DIRECTION | Reproduce word for word the lines of the records below that run from the line containing "the falcon's dark" through the line containing "x=460, y=589", both ends included, and nothing more.

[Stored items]

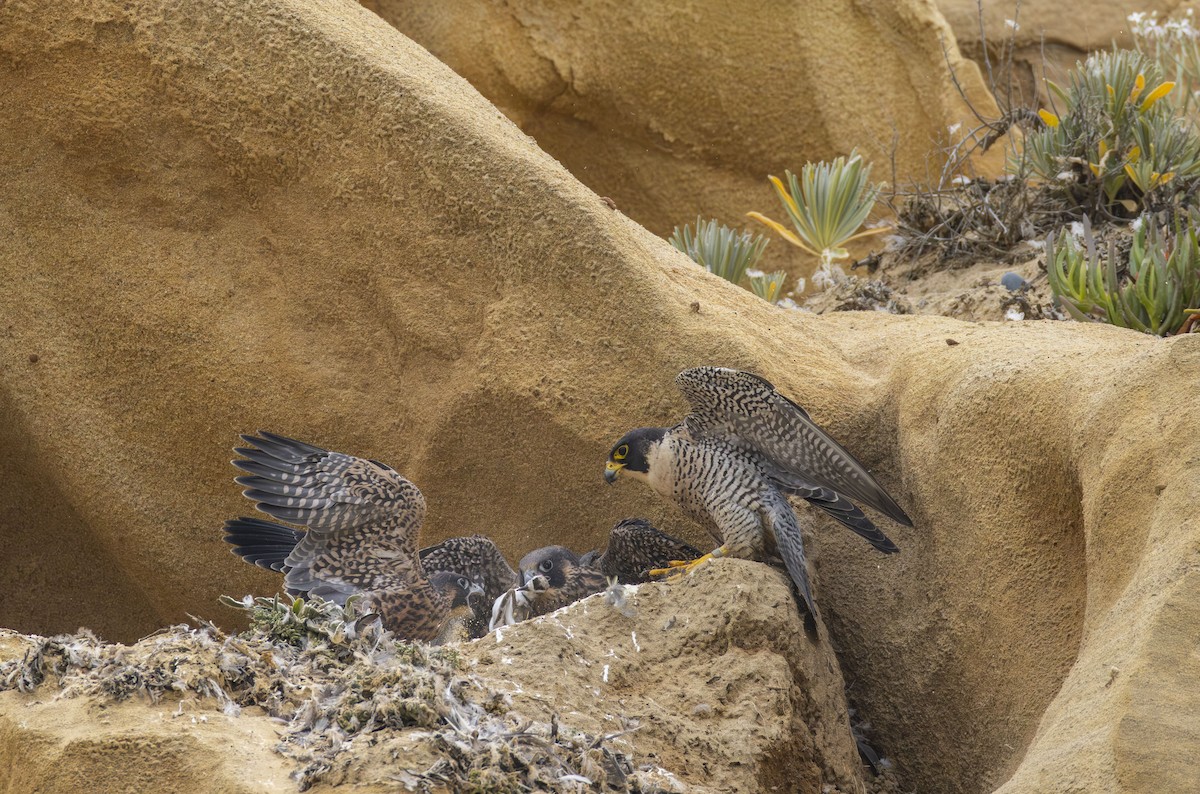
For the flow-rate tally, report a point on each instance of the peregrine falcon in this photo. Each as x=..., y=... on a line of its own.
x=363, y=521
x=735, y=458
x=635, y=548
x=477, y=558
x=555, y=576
...
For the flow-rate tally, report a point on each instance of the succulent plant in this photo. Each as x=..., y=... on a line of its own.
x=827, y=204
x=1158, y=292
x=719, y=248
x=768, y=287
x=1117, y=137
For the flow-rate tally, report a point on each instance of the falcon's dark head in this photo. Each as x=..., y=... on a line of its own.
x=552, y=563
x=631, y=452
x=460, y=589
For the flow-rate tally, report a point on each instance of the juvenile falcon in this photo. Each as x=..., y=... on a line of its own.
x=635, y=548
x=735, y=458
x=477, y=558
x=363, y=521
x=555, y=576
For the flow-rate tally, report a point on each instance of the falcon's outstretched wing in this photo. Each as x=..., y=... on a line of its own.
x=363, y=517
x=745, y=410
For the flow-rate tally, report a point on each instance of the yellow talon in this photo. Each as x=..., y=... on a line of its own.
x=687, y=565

FULL SOLUTION |
For the flow-rate tally, report a point on each instance of the falcon's dark head in this photo. Each as x=..., y=... on a line of its own.
x=552, y=563
x=631, y=452
x=460, y=589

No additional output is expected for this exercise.